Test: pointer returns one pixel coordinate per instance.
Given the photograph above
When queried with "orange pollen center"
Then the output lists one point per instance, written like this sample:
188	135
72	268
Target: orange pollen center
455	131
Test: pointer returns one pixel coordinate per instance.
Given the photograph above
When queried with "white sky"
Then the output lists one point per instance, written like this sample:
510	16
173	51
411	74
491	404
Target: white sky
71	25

*****

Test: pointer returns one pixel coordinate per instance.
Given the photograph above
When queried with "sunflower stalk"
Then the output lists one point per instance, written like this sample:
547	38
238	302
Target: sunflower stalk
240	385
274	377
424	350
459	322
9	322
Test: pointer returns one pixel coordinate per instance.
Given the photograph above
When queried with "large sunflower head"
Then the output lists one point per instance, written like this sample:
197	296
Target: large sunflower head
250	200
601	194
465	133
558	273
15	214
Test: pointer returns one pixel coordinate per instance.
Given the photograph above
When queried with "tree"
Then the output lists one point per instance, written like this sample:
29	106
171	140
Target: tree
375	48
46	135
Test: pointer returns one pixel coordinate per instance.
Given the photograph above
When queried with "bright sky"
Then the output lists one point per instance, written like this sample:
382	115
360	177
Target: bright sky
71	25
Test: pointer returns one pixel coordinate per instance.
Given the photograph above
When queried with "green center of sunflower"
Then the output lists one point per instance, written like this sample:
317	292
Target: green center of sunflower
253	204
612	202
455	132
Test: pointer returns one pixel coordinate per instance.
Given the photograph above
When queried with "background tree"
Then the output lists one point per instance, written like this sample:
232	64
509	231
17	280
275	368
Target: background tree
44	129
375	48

*****

§ EXERCISE GOAL
Where a line in the records above contains the string "When", return that line.

§ SOLUTION TO THIS PROBLEM
When queried with "orange pollen center"
When queried with "white sky"
When queried with "sunflower stalk"
When queried with "large sunflower head"
When queried with "tree"
When queried with "bright sky"
When queried with "green center of sunflower"
When queried with "background tree"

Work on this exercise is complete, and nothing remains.